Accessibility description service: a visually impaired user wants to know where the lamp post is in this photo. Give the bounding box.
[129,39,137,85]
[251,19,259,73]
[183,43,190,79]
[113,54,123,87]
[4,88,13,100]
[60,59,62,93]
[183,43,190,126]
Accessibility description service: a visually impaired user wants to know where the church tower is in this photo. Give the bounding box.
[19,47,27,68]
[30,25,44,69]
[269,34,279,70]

---

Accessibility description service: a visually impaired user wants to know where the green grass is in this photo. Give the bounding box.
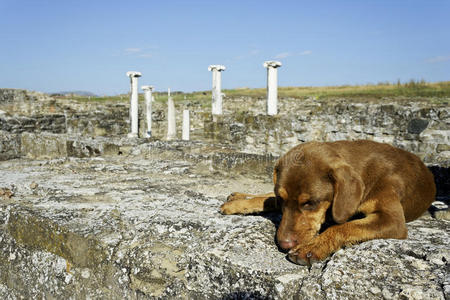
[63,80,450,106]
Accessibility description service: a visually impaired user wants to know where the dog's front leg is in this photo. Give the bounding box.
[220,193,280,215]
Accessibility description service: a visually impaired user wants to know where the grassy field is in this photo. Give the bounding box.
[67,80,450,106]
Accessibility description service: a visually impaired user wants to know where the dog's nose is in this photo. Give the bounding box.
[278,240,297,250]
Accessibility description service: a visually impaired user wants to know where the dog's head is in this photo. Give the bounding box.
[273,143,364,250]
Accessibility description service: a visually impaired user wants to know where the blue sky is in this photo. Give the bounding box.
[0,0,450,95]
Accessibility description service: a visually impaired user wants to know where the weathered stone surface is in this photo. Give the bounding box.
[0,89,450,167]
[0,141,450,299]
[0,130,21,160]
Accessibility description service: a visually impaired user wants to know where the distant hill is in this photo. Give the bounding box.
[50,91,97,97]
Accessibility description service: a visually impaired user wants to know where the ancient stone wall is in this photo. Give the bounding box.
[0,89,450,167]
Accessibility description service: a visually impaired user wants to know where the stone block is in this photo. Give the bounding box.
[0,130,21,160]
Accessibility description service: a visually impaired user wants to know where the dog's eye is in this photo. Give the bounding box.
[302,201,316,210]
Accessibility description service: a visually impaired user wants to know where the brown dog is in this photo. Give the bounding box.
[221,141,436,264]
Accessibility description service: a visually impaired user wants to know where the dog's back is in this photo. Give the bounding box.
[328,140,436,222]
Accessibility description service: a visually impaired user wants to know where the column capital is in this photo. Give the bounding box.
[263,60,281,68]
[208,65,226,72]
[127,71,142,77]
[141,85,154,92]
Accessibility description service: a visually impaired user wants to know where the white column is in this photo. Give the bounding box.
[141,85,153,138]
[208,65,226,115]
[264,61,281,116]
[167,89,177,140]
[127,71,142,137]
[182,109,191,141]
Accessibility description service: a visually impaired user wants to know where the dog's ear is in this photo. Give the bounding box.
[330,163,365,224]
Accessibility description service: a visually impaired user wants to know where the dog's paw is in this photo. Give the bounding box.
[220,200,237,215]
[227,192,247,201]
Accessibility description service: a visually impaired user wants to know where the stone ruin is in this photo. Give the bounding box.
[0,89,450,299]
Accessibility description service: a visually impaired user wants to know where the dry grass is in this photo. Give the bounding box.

---

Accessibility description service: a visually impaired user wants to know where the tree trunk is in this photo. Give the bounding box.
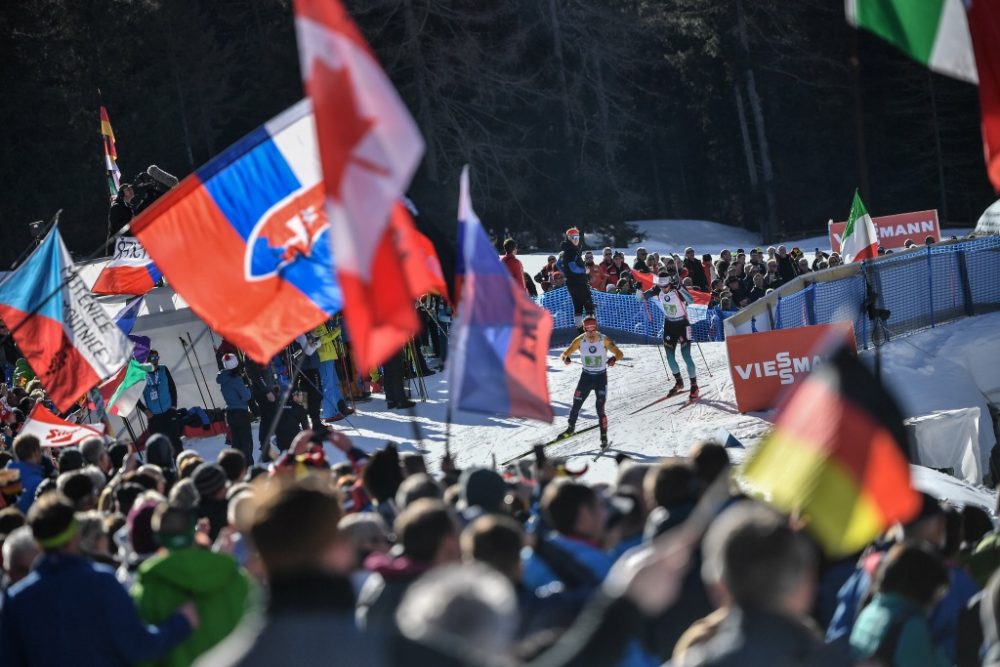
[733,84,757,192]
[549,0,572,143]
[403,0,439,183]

## Brief
Can you repeat, word for word, the entries starting at the line containing "where the grassy" and ending at the line containing "[67,80,450,106]", with both of those lines included?

## Written response
Accessibility description service: a visually impaired user wants to know where the grassy field is in this photo. Give the bounding box.
[67,80,450,106]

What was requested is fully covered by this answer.